SOURCE DOCUMENT:
MPP

I rebuild the input stage of the little Pre-Pre to Frans circuit. It works very well. Hum is really zero and the sound got better too, more musical and warm and less dry and over controled. Noise is not audible at the listening place at high volume so my concern was over carefull. I also designed a fitting shunt feedback RIAA. The ADA4898 can deliver 40mA clean so i am using a PhonoClone circuit with much reduced impedance for lowest noise of the second stage. There is an AC and DC coupled version with servo. This little project on the side got me really exited : We have now a Balanced Super Simple Phono Clone that can be fitted close to the cartridge.

Please note that, to get a good CMRR, you need 0.1% (or better) resistors (for the 2 100 resistors).
 
That is a bit odd because conventional phono clones ( input into Pin 2, Pin 3 to ground ) are much liked on this forum and i think your differential interpretation is an improvement.

Joachim, I cannot see where this is going, so I try again.

I think I was just saying the same thing (as you), and at the same time I tried to convey a message to the 'opamp'-skeptics.

My point was that the mere fact that I was using an opamp was criticized (by many, not you, you stated that you liked the design (as others did)). As I said in the thread, I think the time is there, opamps are ready for the BIG jobs, and that is why I designed my RIAA using only opamps as active devices (in the signal chain).

COMPLETE THE FOLLOWING:
**A.** According to the phono preamplifier discussion, how did the sound change after the input stage was rebuilt? List each change it describes.
**B.** Condense the paragraph of the phono preamplifier discussion that begins "I rebuild the input stage" into a bulleted list that keeps its main facts.
**C.** From the phono preamplifier discussion, print the passage between "Joachim, I cannot" and "the signal chain).", inclusive.
Rely only on the phono preamplifier discussion above when completing the work.

SUPPLIED DATA:
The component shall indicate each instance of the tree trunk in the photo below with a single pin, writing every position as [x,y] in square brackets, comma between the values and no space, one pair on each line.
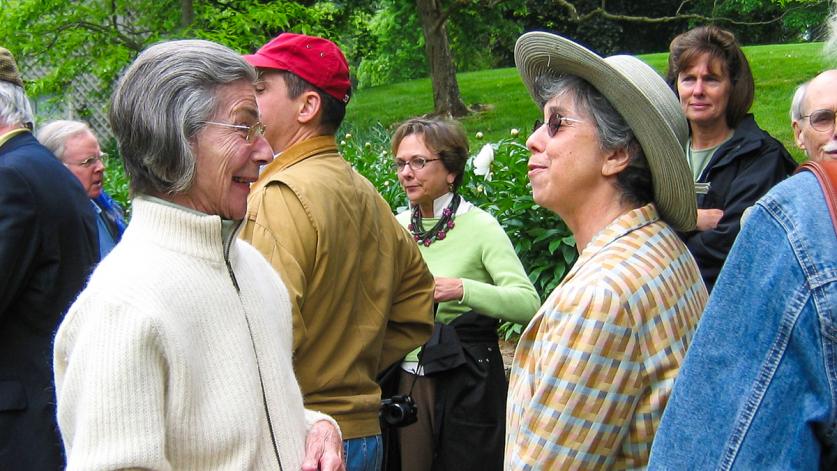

RESULTS BY TASK:
**A.**
- More musical
- Warm
- Less dry
- Less over controlled

**B.**
- The input stage of the little Pre-Pre to Frans circuit was rebuilt and works very well.
- Hum is zero, and the sound is more musical and warm and less dry and over controlled.
- Noise cannot be heard at the listening position even at high volume.
- A matching shunt feedback RIAA stage was designed.
- The ADA4898 can deliver 40mA cleanly, so a PhonoClone circuit with much lower impedance is used for the lowest noise in the second stage.
- AC-coupled and DC-coupled versions exist, the latter with a servo.
- The result is a Balanced Super Simple Phono Clone that can be fitted close to the cartridge.

**C.**
Joachim, I cannot see where this is going, so I try again.

I think I was just saying the same thing (as you), and at the same time I tried to convey a message to the 'opamp'-skeptics.

My point was that the mere fact that I was using an opamp was criticized (by many, not you, you stated that you liked the design (as others did)). As I said in the thread, I think the time is there, opamps are ready for the BIG jobs, and that is why I designed my RIAA using only opamps as active devices (in the signal chain).